*TEXTE DU DOCUMENT*.
-*-*-
Pagina-afbeeldingen
PDF
ePub

La musique italienne ne s'étoit pas bornée à l'opéra, en Angleterre, elle étoit descendue du théâtre, et s'étoit retirée dans les jardins et les concerts publics, où elle étoit mise à nouveau prix. On voyoit une femme, un homme, et plus souvent encore un demi- ́ homme, exiger une somme considérable pour lire harmoniquement un papier qu'il tenoit à la main, en se dandinant: le spectateur ne payoit plus pour l'opéra, il achetoit l'ariette seule, qui, séparée de l'action et des agréments de la scène, étoit monotone, insipide et froide; et tandis que le chapitre de SaintPaul ne donnoit à un professeur en théologie que cinquante schellings, le dimanche au matin, pour expliquer à son auditoire quelques passages de la Bible, un professeur de musique recevoit, le lundi, cent livres sterling pour quelques instants de sa soirée. J'ai laissé un bras et une jambe en Amérique, disoit un officier, et ma journée ne m'a valu que cinq schellings, tandis que celle du musicien que je viens d'entendre, qui n'a laissé que deux ariettes autour du clavecin, lui vaut cinquante livres sterling.
-*-*-
Extraits du jeu de données de pointage:

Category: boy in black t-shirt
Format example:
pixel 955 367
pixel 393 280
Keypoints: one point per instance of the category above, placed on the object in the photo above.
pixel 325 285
-*-*-
D'après le texte sur la musique italienne en Angleterre, combien la journée de l'officier lui a-t-elle rapporté ? Ces lignes n'ont aucun lien avec le texte.

Cinq schellings.